Segment Open

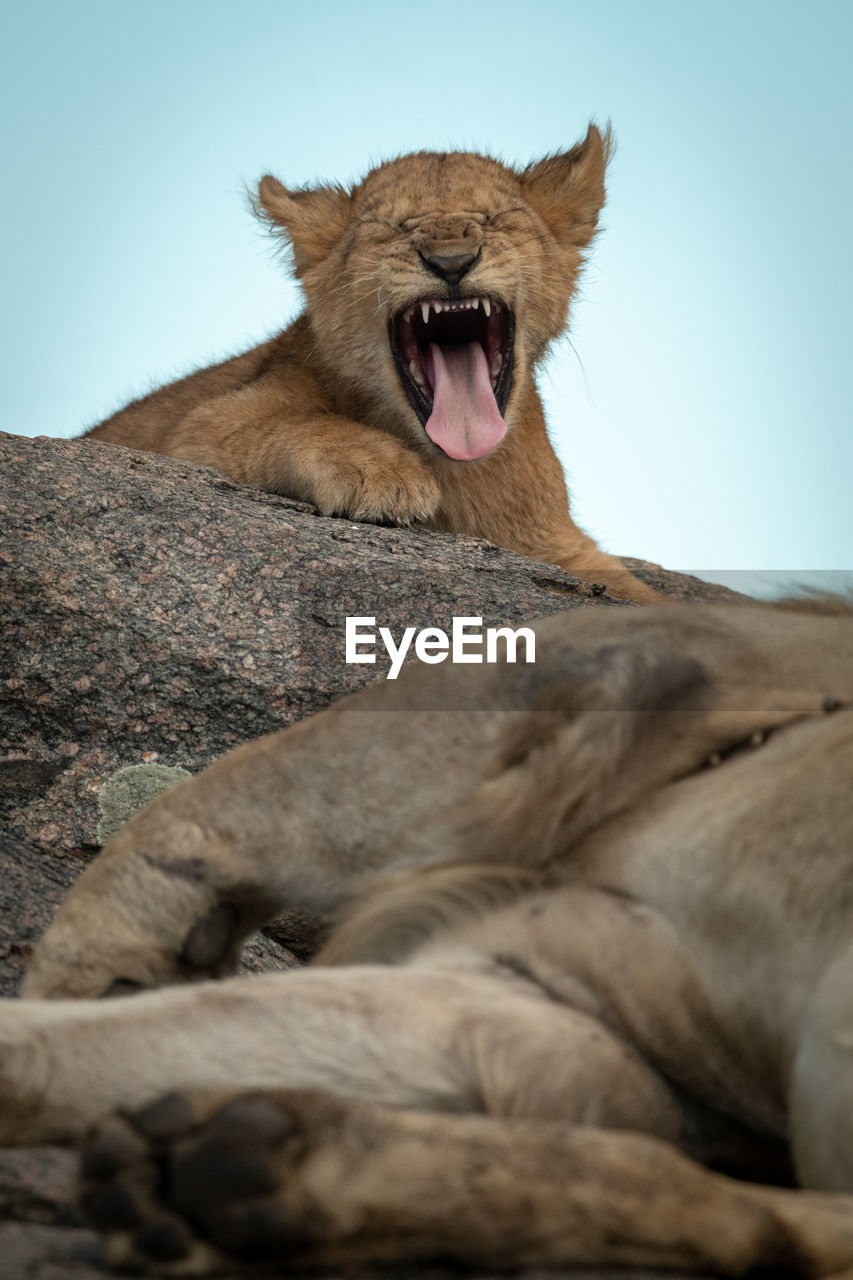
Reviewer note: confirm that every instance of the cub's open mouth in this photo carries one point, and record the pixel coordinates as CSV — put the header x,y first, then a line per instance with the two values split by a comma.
x,y
455,362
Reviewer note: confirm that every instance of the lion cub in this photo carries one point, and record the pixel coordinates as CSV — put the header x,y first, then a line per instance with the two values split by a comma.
x,y
406,389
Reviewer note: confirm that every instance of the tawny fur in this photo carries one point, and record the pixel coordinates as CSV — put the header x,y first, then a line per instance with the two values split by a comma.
x,y
559,912
319,414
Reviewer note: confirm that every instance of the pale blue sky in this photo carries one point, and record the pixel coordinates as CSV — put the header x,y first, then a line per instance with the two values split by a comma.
x,y
710,426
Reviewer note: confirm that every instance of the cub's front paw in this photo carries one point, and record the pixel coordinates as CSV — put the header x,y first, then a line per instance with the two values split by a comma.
x,y
195,1178
383,483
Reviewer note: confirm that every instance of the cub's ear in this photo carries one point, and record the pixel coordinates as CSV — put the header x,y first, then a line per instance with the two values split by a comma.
x,y
568,190
313,218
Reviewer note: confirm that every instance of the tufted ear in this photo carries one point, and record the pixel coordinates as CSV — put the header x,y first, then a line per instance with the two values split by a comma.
x,y
568,190
313,218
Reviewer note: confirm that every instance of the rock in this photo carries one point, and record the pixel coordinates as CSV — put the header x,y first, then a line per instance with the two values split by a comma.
x,y
154,611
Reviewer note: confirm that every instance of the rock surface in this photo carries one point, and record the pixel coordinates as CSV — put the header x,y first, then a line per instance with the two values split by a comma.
x,y
155,611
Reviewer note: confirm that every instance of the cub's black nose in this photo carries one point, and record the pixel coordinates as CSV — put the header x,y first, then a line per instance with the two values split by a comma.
x,y
450,268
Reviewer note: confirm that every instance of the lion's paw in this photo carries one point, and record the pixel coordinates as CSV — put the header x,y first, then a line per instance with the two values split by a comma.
x,y
388,485
188,1183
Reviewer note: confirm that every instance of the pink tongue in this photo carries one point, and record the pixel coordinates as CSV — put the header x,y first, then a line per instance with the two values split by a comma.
x,y
465,421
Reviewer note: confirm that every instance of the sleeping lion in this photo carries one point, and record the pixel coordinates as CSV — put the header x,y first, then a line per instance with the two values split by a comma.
x,y
592,956
406,389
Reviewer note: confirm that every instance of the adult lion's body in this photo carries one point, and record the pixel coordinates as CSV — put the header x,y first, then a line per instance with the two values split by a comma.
x,y
406,391
559,914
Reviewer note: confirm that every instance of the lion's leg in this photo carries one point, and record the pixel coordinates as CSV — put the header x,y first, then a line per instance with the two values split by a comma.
x,y
263,437
406,1037
306,1179
821,1089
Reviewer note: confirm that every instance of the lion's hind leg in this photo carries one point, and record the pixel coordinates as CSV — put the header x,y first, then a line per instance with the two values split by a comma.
x,y
305,1179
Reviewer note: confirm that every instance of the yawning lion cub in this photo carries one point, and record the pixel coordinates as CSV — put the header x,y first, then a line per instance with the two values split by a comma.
x,y
406,389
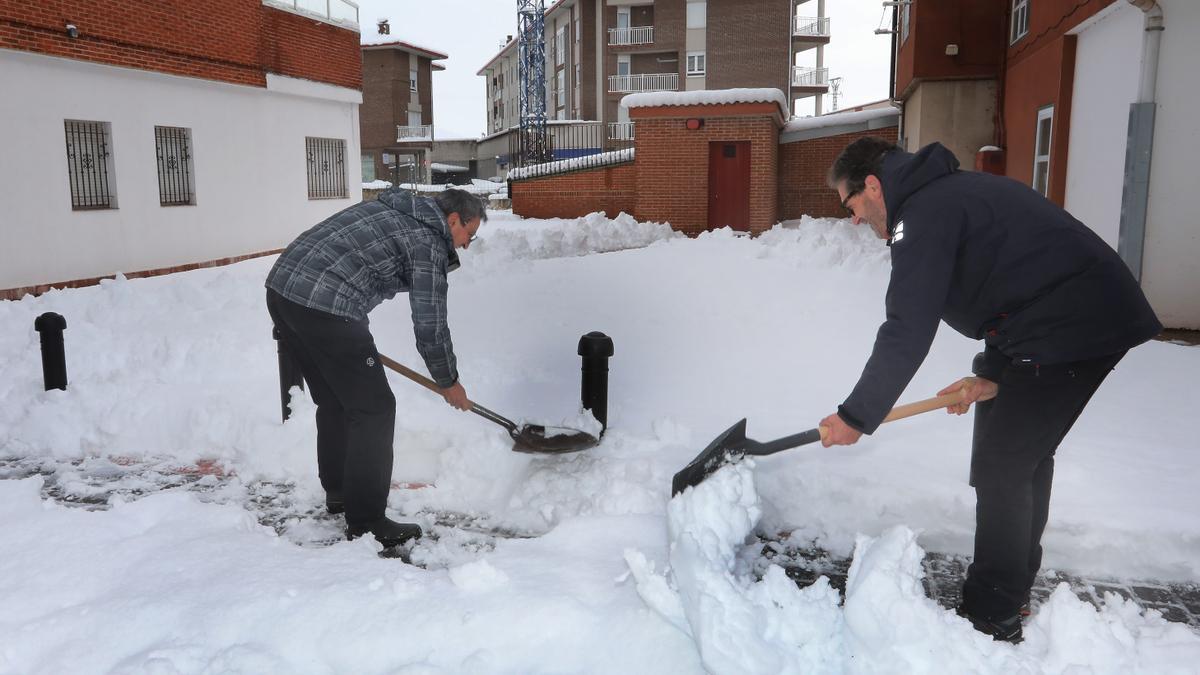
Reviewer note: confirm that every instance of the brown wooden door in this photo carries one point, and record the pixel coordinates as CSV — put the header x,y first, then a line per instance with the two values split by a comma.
x,y
729,184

Segment Closed

_REQUIRED WORK_
Copy every line of the data word for word, omitting the images.

_EXERCISE RESPONSE_
Reviewer note: confirm that every instance of the cub's open mouth in this photo carries one point, and record the pixel coordinates as CSV — put the header x,y first, then a line per instance with the two values split by a comma.
x,y
455,362
Reviewer note: confirm that every instance of the lion cub in this photo carries one point, and record the pixel coordinates as CSV — put the header x,y first, then a line per instance with the two values split by a comma.
x,y
406,389
Reviewer note: confirm that every instance of the tawny fur in this photo carries one point, and record the pixel coordinates as CSV — put the header x,y first, then a line per instance with the two values split by a comma.
x,y
559,912
319,414
Reviewer note: confirm that every instance of the pale blue sky in this photo carries one point, and record the pixel coordinates as CSV — put the header x,y first, then a line per instance with the two values split by a comma.
x,y
710,426
Reviewer note: confirm that every instance of the cub's front paw in this photo carries one point, and record the pixel coordinates as CSV — put the header x,y first, then a line per instance with the two values split by a comma.
x,y
195,1178
383,483
Reviewer note: confirm that every instance of the cub's ear in this photo carries one point, and record the pixel coordinates as CSV — put the header x,y first, then a line per instance with the two values split by a comma.
x,y
568,190
313,218
Reviewer note: confirm that every instance of the tufted ear in this photo carries one point, and record the pixel coordinates as CSV — put the header x,y first, then a line per instance with the two values split by a comma.
x,y
568,190
313,218
Reviewer note: confirm that every instance of the rock in this photo carries one point, and record the pixel coordinates as CSV — put the header x,y first, then a line per instance with the two values split by a comma.
x,y
154,611
Reviewer note: confirm that every instance of the rock surface in this photo carries one point, and record the pixel coordinates as CSV — put the header x,y first, then a line per instance with the two values split by a comma.
x,y
155,611
Reviewer note: confirm that every instance of the cub's black nose in this photo carries one point, and record the pixel coordinates as CSV — put the header x,y first, then a line per instance with the two values split by a comma.
x,y
450,268
Reviewer note: confirm that every instance of the lion's paw in this photo carries one point, and record the pixel coordinates as CSV — put the header x,y first, then a line per instance with the two values split by a comma.
x,y
388,485
188,1183
Reviewer note: confirm that every instance of the pink tongue in this photo carries one point, and record the pixel coordinates as CSV — put the header x,y first, then a line per instance with the two values split by a comma.
x,y
465,421
Reviewer note: confirm that every instance of the sleeping lion in this photo carries one point, and record the pixel coordinates as CSV — put the header x,y first, then a line per instance with the two values split by a comma.
x,y
592,956
406,389
Reviewer note: confirm that every instance of the adult lion's body in this photo carries one point, and record the pixel coordinates as CSV — put the header x,y first, then a line per instance with the two values split by a comma.
x,y
406,391
559,914
Reviewer note: confirm that every instance of the lion's leg in this photo carries one point, and record the pixel coordinates as CSV — put the header x,y first, then a line per instance with the two values split by a comma.
x,y
263,437
406,1037
306,1179
821,1089
Reviewer note: confirm that every instance of the lion's hind leg in this photo carries one point, and record the pixel coordinates as CSV — put the header x,y first, then a line per instance with the two values split by a comma.
x,y
305,1179
Reviewer note: confirm that every instance of the yawning lion cub in this photo carries one point, and record the pixel coordinates as CSV — put the header x,y first, then a line per instance with the two values split by a comma.
x,y
406,389
Reviewer note: confirm that every instance of the brown wooden door in this photo carries one point, and record the pixel coordinates as CSV — put the header x,y first, then a line per instance with the two values split by a comma.
x,y
729,184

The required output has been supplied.